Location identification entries
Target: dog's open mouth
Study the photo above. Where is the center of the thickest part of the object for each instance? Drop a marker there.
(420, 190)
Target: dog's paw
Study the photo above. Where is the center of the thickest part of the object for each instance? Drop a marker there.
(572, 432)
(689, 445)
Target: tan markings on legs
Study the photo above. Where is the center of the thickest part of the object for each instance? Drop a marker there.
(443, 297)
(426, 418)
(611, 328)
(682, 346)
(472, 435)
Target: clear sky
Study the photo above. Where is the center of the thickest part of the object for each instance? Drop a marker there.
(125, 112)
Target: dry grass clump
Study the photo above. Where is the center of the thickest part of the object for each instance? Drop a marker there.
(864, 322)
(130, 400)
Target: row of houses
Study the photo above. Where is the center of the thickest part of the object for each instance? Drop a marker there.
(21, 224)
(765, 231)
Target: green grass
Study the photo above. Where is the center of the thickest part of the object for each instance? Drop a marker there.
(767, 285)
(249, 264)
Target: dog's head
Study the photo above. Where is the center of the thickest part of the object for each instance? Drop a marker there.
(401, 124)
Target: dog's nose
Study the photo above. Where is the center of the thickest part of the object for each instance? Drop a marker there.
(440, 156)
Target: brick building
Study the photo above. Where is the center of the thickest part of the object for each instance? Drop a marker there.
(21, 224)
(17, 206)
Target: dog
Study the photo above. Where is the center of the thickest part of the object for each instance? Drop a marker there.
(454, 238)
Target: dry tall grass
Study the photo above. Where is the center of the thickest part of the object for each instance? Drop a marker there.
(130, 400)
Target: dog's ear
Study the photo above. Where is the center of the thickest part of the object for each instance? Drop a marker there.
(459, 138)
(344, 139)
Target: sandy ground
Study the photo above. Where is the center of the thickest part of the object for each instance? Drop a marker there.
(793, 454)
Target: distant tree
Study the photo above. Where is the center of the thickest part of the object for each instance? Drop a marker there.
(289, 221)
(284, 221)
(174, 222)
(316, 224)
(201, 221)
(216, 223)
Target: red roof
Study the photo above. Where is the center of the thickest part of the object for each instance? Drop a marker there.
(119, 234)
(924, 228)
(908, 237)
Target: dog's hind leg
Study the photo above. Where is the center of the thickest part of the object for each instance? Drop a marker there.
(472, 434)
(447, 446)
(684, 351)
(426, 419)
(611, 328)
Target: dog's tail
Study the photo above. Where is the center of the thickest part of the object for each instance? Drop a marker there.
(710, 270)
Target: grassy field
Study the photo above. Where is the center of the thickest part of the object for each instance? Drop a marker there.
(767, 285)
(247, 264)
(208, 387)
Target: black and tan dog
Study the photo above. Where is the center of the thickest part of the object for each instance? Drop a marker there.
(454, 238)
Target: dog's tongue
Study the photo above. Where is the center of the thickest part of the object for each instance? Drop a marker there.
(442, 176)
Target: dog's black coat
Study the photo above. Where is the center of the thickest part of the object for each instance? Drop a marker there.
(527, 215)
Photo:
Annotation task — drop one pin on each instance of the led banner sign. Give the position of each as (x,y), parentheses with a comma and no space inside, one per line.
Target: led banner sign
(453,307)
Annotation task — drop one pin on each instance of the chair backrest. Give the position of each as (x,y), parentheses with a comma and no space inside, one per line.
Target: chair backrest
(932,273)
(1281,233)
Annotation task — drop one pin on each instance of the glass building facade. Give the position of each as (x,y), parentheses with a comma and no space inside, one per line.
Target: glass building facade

◆ **WRITTEN PROBLEM**
Hand back the material above in full, exactly as written.

◆ **THE RESPONSE**
Target: dog's open mouth
Study the photo above. Where is the center of the thickest part of the object for each instance? Drop a marker there.
(420, 190)
Target: dog's paw
Study the photo above. Where is the center of the thickest part of the object for each instance? Drop a marker there.
(572, 432)
(689, 445)
Target: tan markings on legs
Study the photo above. Where is the center of the thickest part of the object for each instance? Drop a marker there.
(443, 297)
(426, 418)
(611, 328)
(682, 346)
(472, 435)
Target: clear sky
Study the photo above. Where is the center of the thickest part of the object for each instance? Drop a marker there.
(125, 112)
Target: dry grass clump
Study the photo above. Where is the center of the thickest part of the object for each instance? Drop a marker there.
(864, 322)
(130, 400)
Target: row of houses
Study the photo above. Where is the center of the thickest part of the object for each instance? Drop a marker there.
(21, 224)
(765, 231)
Target: green grass
Study the photo above. Where is the center of the thickest part of the object for each instance? Drop a marker there.
(767, 285)
(249, 264)
Target: dog's head
Study the photo above. Where is the center of the thickest part of the object for each instance? Drop a marker there.
(401, 124)
Target: dog's nose
Study the photo above. Where is the center of the thickest part of the object for each instance? Drop a marker there.
(440, 156)
Target: brick building
Study the photo above. Where is the center of the thickest part of the object for each instance? Drop a marker there.
(21, 224)
(17, 206)
Target: dog
Study the photo above. Where is the center of the thickest part of the object for each instance? Drop a marker there.
(454, 238)
Target: dry tall grass
Study the photo above. Where is the center of the thickest part of the object for each instance? Drop a marker there.
(130, 400)
Target: dog's ear
Study the photo above. Where is the center of the thickest part of the object for each instance? Drop a marker there.
(459, 138)
(344, 139)
Target: sandy ground
Study the photo above. Where is the center of the thickest part of the object for each instance? Drop a marker there.
(793, 454)
Target: distant tree
Study the photo above. Where is the center of the thickest part of the object for each instance? Drop a marker there.
(289, 221)
(284, 221)
(174, 222)
(316, 224)
(201, 221)
(216, 223)
Target: red roof
Study the photo above. Where is the center of the thickest part of the object for each instance? Drop a marker there.
(119, 234)
(924, 228)
(908, 237)
Target: dog's hind leg
Study the photo above. Where is the center of the thickest part of the object for each instance? Drop a marker there.
(472, 434)
(447, 446)
(684, 351)
(426, 419)
(611, 328)
Target: dog's tail
Study the photo above. Where is the center of the thickest part of the object for each instance? Drop a marker there.
(710, 270)
Target: grassy field
Study the photo above. Where is the center of the thickest part of the object for each instance? Drop a marker there.
(767, 285)
(247, 264)
(208, 387)
Target: black and tan dog
Study the photo above. Where is the center of the thickest part of the object for each instance? Drop a marker there.
(454, 238)
Target: dog's tongue
Study the photo above. Where is the center of the thickest part of the object for each instance? Drop a marker there.
(442, 176)
Target: dog's black coat
Study the photo above. Where is the center of the thickest part of the object for each instance? Drop a marker there.
(527, 215)
Photo:
Annotation task — drop one pin on each instance of the led banner sign. Give the position of each as (x,y), parentheses with a comma and no space inside, one per line.
Target: led banner sign
(453,307)
Annotation task — drop one pin on each instance of the chair backrest. Give the position of each as (x,y), parentheses with a comma and no space inside, one per line.
Target: chair backrest
(932,273)
(1281,233)
Annotation task — drop one pin on each instance of the glass building facade. Give the position of each as (x,y), parentheses with a comma and no space inside, one per line.
Target: glass building facade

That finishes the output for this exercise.